Red tides occur in the same area off west-central Florida almost every year, mostly between August and March, from north of Tampa to south of Naples, Fla. The 2005 red tide poisoned the ocean waters and killed fish, turtles, birds, and marine mammals. This red tide was unusual because it lasted an entire year.
Image to right: The two circled areas show high concentrations of a dye or tracer that shows freshwater areas off the west coast of Florida. Inset: locations mark submarine springs where groundwater is discharged into the Gulf of Mexico. Credit: USF and Florida Geological Survey
"Runoff alone provided insufficient nitrogen to support this bloom," said Hu. "Submarine groundwater discharge injects water coming from the water table underneath Florida into the ocean through the ocean floor, below the ocean's surface and off the coast. We believe that submarine groundwater discharge provides the missing nutrients, and may trigger and maintain red tides off west-central Florida." Hu and his colleagues proposed that the unusual number of hurricanes in 2004 resulted in high runoff, and in higher than normal discharge of groundwater that was deposited along the west Florida coast throughout 2005. The groundwater discharge may also explain why the red tides happen in the same area almost every year, but also why they happen in other coastal regions of the Gulf of Mexico, Hu and Swarzenski said.

What this task involves: Extend the passage on Florida red tides and submarine groundwater discharge, picking up right after its final sentence.

Listed records:
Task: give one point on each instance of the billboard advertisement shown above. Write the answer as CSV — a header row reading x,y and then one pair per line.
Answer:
...
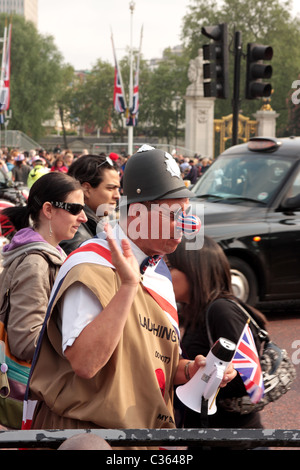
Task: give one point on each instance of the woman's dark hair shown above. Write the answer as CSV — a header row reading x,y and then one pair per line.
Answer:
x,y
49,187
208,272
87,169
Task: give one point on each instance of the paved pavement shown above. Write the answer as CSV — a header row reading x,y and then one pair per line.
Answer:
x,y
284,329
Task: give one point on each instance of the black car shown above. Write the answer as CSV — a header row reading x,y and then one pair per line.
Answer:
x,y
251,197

Exercise answer:
In the past, hurricanes were thought to dissipate red tides. However, a series of hurricanes in summer 2005, including Hurricane Dennis (landed near Florida’s Panhandle on July 10, 2005) and Hurricane Katrina (landed in south east Louisiana on August 29, 2005), only caused significant water mixing, and storm surges where dead fish were washed ashore. After sediment settled on the ocean floor, the red tide appeared even more extensive.
Image to left: Image of red tide taken from the NOAA vessel Ron Brown, April 5, 2001. Red tides are a dangerous increase in small ocean plants called algae. During a red tide, algae may release toxins into the water and air. Sea lions, fish, birds, and even people can get sick and die. Credit: NOAA
NASA's MODerate Imaging Spectroradiometer (MODIS) Instrument aboard NASA's Terra and Aqua satellites, and NASA and GEOEye’s Sea-viewing WIde Field-of-view Sensor (SeaWiFS) on the OrbView-2 satellite were used to detect the red tide blooms in December 2004. By the end of that month, MODIS showed that the bloom covered 425 square miles (1,100 square kilometers (km2)) immediately off Tampa Bay. By late September 2005 the bloom expanded to approximately 26,062 square miles (67,500 km2).
Submarine groundwater in Tampa Bay has been shown to be a larger nutrient source than local rivers. There are also numerous submarine springs off the Florida coast and some are located near where red tides occur every year. Hu, Muller-Karger and Swarzenski suggest that frequent hurricanes result in elevated rainfall that leads to an increase in the surface runoff and possibly discharge of submarine groundwater, which lead to a larger, persistent red tide event.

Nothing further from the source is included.